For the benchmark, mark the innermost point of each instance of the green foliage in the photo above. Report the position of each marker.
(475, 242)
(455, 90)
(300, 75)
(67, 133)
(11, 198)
..............................
Aim of the exercise – Copy the lines above word for word, keeping every character unchanged.

Result of this exercise –
For the benchmark, mark the innermost point of each instance of the green foliage in the photo above. Report the position of each marker.
(475, 242)
(455, 90)
(300, 75)
(67, 133)
(11, 198)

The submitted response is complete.